_Brano da leggere:_
********
La bresaola di cavallo è una produzione tipica della Lombardia e del Veneto. In Lombardia l’area di produzione comprende i confinanti territori della Valchiavenna e della Valtellina in provincia di Sondrio, dove si produce la bresaola di bovino e di altri ruminanti. In Veneto è prodotta in diversi comuni delle province di Padova, Venezia e Treviso nei piccoli centri di Saonara, Piove di Sacco e Vigonovo. I tagli di carne utilizzati sono di prima scelta, di solito fesa, sottofesa, noce o lombata. La carne è trattata con sale, pepe e spezie e stagionata in modo analogo alla bresaola di altri animali per un tempo che varia anche con la dimensione.
La slinzega è prodotta nelle stesse zone della bresaola, di cui è considerata la sorella minore, e preparata con i ritagli della sua produzione o con altri muscoli di piccole dimensioni del posteriore, della spalla, del collo o della testa (masseteri o ganassini) del cavallo. Anche la lavorazione è simile a quella della bresaola

Salame e soppressa
Salame e soppressa di cavallo sono salumi tradizionali di Lombardia, Piemonte e Veneto (province di Padova, Rovigo, Venezia e Treviso) nei quali si utilizza carne di cavallo (coscia e collo ma anche spalla, pancetta e gola) con aggiunta di pancetta suina. Nel salame la percentuale di pancetta è del 20% e l’impasto è tritato fine, mentre nella soppressa la pancetta di maiale sale al 35% e l’impasto è tritato a grana media. La concia è costituita da sale, pepe intero e macinato, noce moscata, aglio e vino bianco o rosso e l’insacco avviene in budello bovino naturale o sintetico. La stagionatura varia a seconda della pezzatura, dai 2/3 mesi per il salame ai 6/7 mesi per la soppressa.
Anche nel Piemonte, dove la produzione di salumi di cavallo è sempre più rara e limitata, soprattutto all’Astigiano e al Novarese, il salame di cavallo si ottiene da un 70/80% di carne di prima scelta (coscia e collo in particolare) macinata a grana media e con aggiunta di un 20/30% di pancetta suina tritata grossolanamente. Concia con sale, pepe intero e macinato, noce moscata, aglio e un goccio di vino, bianco o rosso secondo la zona.
********
_Estratto dei dati:_
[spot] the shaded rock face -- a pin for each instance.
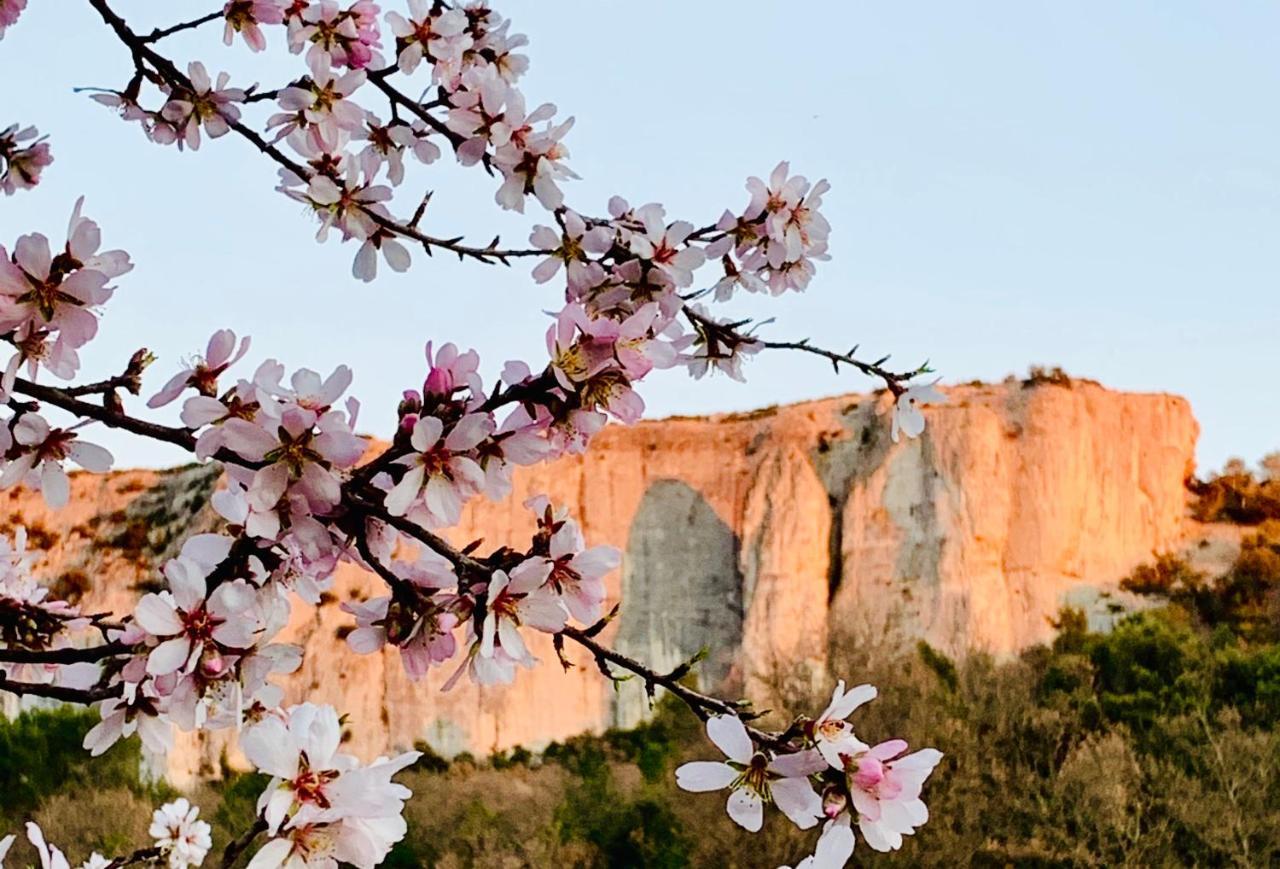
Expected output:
(682, 589)
(760, 535)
********
_Consegne:_
**1)** Stabilisci se le seguenti affermazioni concordano con il testo sui salumi di cavallo, rispondendo sì o no e citando alla lettera le parole del testo che lo dimostrano. (a) La slinzega può essere preparata anche con i masseteri del cavallo. (b) Nella soppressa l’impasto è tritato fine. (c) In Piemonte la produzione di salumi di cavallo è in aumento.
**2)** Riporta fedelmente il passo del testo sui salumi di cavallo che si apre con le parole contenenti "Anche nel Piemonte, dove" e si chiude con "secondo la zona.".

_Soluzioni in ordine:_
**1)**
(a) Sì: «della testa (masseteri o ganassini) del cavallo».
(b) No: «nella soppressa la pancetta di maiale sale al 35% e l’impasto è tritato a grana media».
(c) No: «dove la produzione di salumi di cavallo è sempre più rara e limitata».

**2)**
Anche nel Piemonte, dove la produzione di salumi di cavallo è sempre più rara e limitata, soprattutto all’Astigiano e al Novarese, il salame di cavallo si ottiene da un 70/80% di carne di prima scelta (coscia e collo in particolare) macinata a grana media e con aggiunta di un 20/30% di pancetta suina tritata grossolanamente. Concia con sale, pepe intero e macinato, noce moscata, aglio e un goccio di vino, bianco o rosso secondo la zona.